Directions for this task
For every entry below, retype it exactly as it reads.

Saved entries:

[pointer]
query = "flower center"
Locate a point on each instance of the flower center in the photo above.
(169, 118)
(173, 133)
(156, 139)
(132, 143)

Response for this exercise
[pointer]
query = "flower center"
Locate a point on each instance of the flower center in the photo above.
(169, 118)
(173, 133)
(156, 139)
(132, 143)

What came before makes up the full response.